Decisão permite que 30 mil associados da Associação Paulista de Medicina não recolham tributo segundo nova lei
Na semana passada escrevi por aqui sobre como a celeuma envolvendo a fórmula de cálculo do ISS em São Paulo – até então restrita a advogados – poderia ser expandida a outros setores. A ampliação veio nesta segunda-feira (23/5), após o deferimento de uma liminar permitindo que os associados da Associação Paulista de Medicina (APM), ao calcularem o imposto, desconsiderem a Lei 17.719/2021, que alterou a sistemática de recolhimento do tributo.
Após a Lei 17.719/2021, para sociedades unipessoais, como escritórios de advocacia e contabilidade e consultórios médicos, o ISS passou a ser calculado com base em uma receita bruta presumida, que varia conforme a quantidade de profissionais habilitados na sociedade. No caso dos advogados, os primeiros a irem à Justiça questionando a alteração, a alegação era de que a mudança poderia acarretar aumento de mais de 2.000% no montante a recolher do imposto.
No caso dos médicos, o tema é discutido no processo 1024691-33.2022.8.26.0053, analisado pela 3ª Vara da Fazenda Pública de São Paulo. Para o juiz Marcelo Hannoun, que deferiu a liminar favorável à associação, a utilização de faixas de receita bruta presumida, conforme prevê a Lei 17.719/2021, é contrária ao que prevê o Decreto Lei 406/68.
A norma, recepcionada pela Constituição, prevê o cálculo do ISS por meio de alíquotas fixas, com base na natureza do serviço, “não compreendendo a importância paga a título de remuneração do próprio labor”. Ainda sobre o tema, o Supremo Tribunal Federal (STF), por meio do RE 940.769/RS, fixou a tese segundo a qual “é inconstitucional lei municipal que estabelece impeditivos à submissão de sociedades profissionais de advogados ao regime de tributação fixa em bases anuais na forma estabelecida por lei nacional”.
Com o deferimento da liminar, o município está proibido de autuar, inscrever em dívida ativa, negar emissão de certidão de regularidade fiscal e efetuar cobrança (administrativa ou judicial) de valores de ISS calculados de acordo com a Lei 17.719/2021. A medida vale para associados da APM.
De acordo com Marun David Cury, diretor de defesa profissional da APM, a entidade possui mais de 70 mil associados, sendo que metade está na capital paulista. Segundo ele, entre os médicos a alteração trazida pela Lei 17.719/2021 gera um aumento de, em média, 70% no ISS. Cury diz que a maioria das sociedades uniprofissionais de médicos tem até seis profissionais.

-------------------------

Responda com base no texto sobre o ISS em São Paulo:
1. Qual lei alterou a sistemática de recolhimento do ISS?
2. Qual vara analisa o processo dos médicos?
3. Segundo Marun David Cury, de quanto é, em média, o aumento do ISS entre os médicos?
As linhas não são necessárias para esta atividade.

# Dados registrados:

-------------------------

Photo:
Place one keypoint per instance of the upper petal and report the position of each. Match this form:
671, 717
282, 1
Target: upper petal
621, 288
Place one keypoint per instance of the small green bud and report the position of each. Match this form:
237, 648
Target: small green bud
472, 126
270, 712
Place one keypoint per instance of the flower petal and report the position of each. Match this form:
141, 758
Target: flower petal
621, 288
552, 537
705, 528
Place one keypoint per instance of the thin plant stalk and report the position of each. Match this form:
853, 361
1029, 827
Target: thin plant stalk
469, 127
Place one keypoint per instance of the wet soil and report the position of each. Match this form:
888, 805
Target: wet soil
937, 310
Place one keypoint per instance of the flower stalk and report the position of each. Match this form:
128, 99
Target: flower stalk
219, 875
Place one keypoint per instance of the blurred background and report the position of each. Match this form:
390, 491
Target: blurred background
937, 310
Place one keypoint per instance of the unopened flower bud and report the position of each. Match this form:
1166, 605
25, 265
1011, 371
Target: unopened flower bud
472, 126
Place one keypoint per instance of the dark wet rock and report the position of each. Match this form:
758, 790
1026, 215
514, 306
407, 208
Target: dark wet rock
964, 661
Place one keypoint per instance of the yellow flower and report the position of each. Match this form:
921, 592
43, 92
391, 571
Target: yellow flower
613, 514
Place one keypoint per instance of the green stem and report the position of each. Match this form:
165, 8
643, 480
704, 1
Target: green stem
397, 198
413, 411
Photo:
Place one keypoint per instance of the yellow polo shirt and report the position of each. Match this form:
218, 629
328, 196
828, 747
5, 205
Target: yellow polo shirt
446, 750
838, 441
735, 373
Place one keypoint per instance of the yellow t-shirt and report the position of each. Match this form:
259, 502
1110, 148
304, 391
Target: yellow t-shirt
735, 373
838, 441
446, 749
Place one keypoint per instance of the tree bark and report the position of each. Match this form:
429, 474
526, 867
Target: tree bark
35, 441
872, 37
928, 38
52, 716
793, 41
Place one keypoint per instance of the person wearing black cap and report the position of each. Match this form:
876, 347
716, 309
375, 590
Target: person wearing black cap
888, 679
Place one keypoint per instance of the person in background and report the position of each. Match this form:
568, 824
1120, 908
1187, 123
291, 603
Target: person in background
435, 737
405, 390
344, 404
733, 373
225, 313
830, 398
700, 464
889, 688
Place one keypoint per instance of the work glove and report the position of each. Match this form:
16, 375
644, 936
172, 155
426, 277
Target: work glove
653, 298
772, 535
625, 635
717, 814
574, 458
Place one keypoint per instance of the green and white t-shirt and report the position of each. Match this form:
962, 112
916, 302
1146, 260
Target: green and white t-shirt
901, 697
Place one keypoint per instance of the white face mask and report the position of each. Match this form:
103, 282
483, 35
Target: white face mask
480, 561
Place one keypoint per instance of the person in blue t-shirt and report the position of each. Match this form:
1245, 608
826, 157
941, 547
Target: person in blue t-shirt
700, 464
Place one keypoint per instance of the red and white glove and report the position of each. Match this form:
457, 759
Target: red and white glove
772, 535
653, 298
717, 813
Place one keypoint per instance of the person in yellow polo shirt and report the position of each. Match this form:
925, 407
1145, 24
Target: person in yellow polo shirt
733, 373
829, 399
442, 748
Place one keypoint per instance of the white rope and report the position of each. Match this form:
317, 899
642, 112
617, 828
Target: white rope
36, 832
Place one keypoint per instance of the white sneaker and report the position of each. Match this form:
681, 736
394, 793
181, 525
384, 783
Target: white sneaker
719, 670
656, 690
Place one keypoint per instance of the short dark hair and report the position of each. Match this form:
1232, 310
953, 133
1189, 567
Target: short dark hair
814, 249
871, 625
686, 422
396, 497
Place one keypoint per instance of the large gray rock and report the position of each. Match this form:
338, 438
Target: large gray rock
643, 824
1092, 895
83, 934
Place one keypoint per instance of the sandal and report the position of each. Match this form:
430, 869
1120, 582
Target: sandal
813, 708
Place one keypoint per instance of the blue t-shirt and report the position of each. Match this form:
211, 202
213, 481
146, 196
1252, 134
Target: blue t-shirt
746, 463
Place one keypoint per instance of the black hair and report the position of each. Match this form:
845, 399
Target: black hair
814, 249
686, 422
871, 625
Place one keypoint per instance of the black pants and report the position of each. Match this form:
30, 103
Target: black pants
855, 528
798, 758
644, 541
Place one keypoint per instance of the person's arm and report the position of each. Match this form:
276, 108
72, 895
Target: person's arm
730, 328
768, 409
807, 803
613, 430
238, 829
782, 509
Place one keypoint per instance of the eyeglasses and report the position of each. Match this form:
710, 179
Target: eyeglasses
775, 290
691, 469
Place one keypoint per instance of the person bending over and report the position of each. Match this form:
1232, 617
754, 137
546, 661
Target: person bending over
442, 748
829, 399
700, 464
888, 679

-------------------------

# Resultado da tarefa:
1. A Lei 17.719/2021.
2. A 3ª Vara da Fazenda Pública de São Paulo.
3. De 70%.